** Excerpted records follows **

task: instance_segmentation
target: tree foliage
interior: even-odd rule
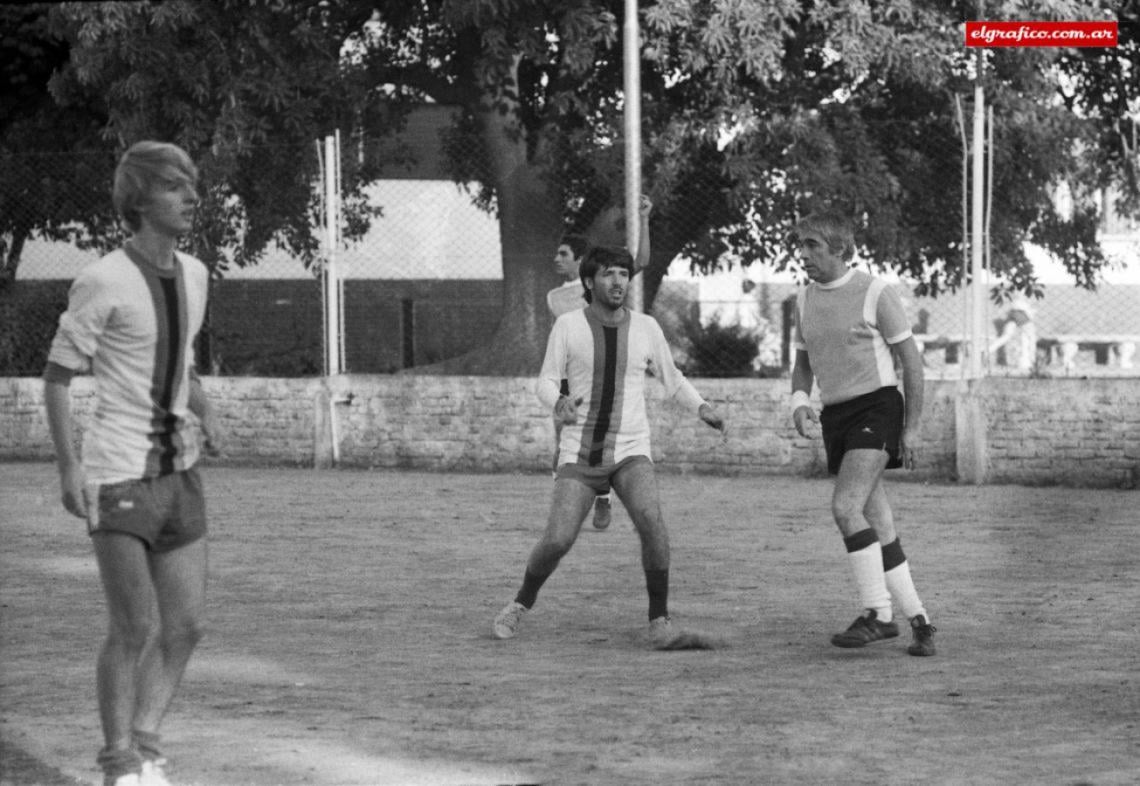
[[[190,151],[203,194],[191,244],[218,273],[256,262],[271,243],[312,263],[316,141],[365,117],[381,136],[398,117],[373,111],[370,90],[341,62],[345,39],[367,13],[335,15],[327,6],[59,4],[51,29],[71,51],[51,92],[60,106],[106,118],[100,134],[111,150],[157,138]],[[350,234],[367,226],[360,189],[379,174],[374,161],[356,162],[345,157]]]
[[[238,249],[237,264],[269,243],[316,257],[317,164],[302,152],[313,140],[339,128],[361,151],[345,157],[345,185],[362,231],[360,188],[394,165],[382,142],[406,108],[457,107],[448,162],[500,222],[504,318],[490,346],[444,368],[532,373],[549,326],[543,295],[556,283],[541,262],[567,229],[613,230],[602,218],[622,193],[622,5],[65,3],[46,31],[40,18],[27,21],[47,44],[21,56],[41,77],[53,74],[54,97],[29,103],[27,122],[68,111],[85,119],[77,136],[105,151],[144,136],[185,146],[207,184],[196,250],[221,269],[227,260],[211,249]],[[961,23],[974,9],[948,0],[642,2],[644,186],[656,205],[647,303],[678,254],[702,269],[789,265],[791,222],[823,204],[857,216],[876,263],[931,293],[959,286],[960,120],[976,68]],[[987,4],[987,17],[1113,10],[1108,0],[1003,0]],[[1078,282],[1095,280],[1104,264],[1097,189],[1114,185],[1121,207],[1137,209],[1135,15],[1120,22],[1119,50],[987,55],[994,264],[1019,288],[1035,287],[1025,240],[1057,254]],[[19,137],[3,134],[4,151],[13,149]],[[1062,182],[1077,196],[1071,214],[1053,200]]]
[[[922,291],[960,286],[962,137],[977,68],[961,23],[972,18],[973,4],[762,5],[678,0],[646,14],[647,50],[658,69],[693,84],[681,103],[695,107],[698,118],[719,117],[706,129],[734,131],[719,154],[707,154],[719,162],[728,191],[724,213],[688,248],[696,264],[727,254],[744,264],[786,266],[791,222],[826,204],[856,215],[865,254],[921,282]],[[1104,18],[1110,4],[986,7],[987,18],[1071,20]],[[1121,24],[1122,40],[1134,40],[1134,18]],[[778,40],[759,31],[775,31]],[[736,68],[726,68],[726,52],[742,53]],[[994,267],[1021,289],[1036,286],[1024,241],[1041,243],[1078,283],[1092,284],[1104,264],[1093,193],[1109,184],[1135,193],[1135,184],[1119,176],[1127,170],[1111,157],[1097,161],[1101,153],[1094,152],[1111,149],[1105,131],[1129,122],[1126,109],[1140,108],[1135,88],[1129,99],[1106,101],[1103,84],[1091,77],[1070,81],[1080,100],[1066,104],[1060,99],[1068,52],[997,50],[983,70],[986,100],[995,107]],[[1113,75],[1120,98],[1127,80],[1118,77],[1136,73],[1128,66],[1134,60],[1131,46],[1079,56],[1102,83]],[[670,141],[699,139],[690,126],[701,121],[690,123],[669,102],[673,90],[664,92],[671,120],[651,127]],[[669,182],[670,166],[683,170],[691,160],[672,155],[676,144],[661,145],[670,153],[653,170],[658,186]],[[1079,195],[1072,215],[1054,203],[1062,183]],[[690,214],[687,206],[683,212]]]
[[[113,158],[99,137],[104,119],[86,107],[60,106],[47,90],[70,51],[49,29],[48,9],[0,6],[0,288],[15,278],[34,233],[83,245],[114,227],[106,209]],[[68,156],[66,169],[52,165],[61,151],[79,154]]]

** End of Excerpted records **

The response must consist of the lines above, from the first one through the line containing "target: tree foliage", reproduced exactly.

__Solution to this problem__.
task: instance_segmentation
target: tree foliage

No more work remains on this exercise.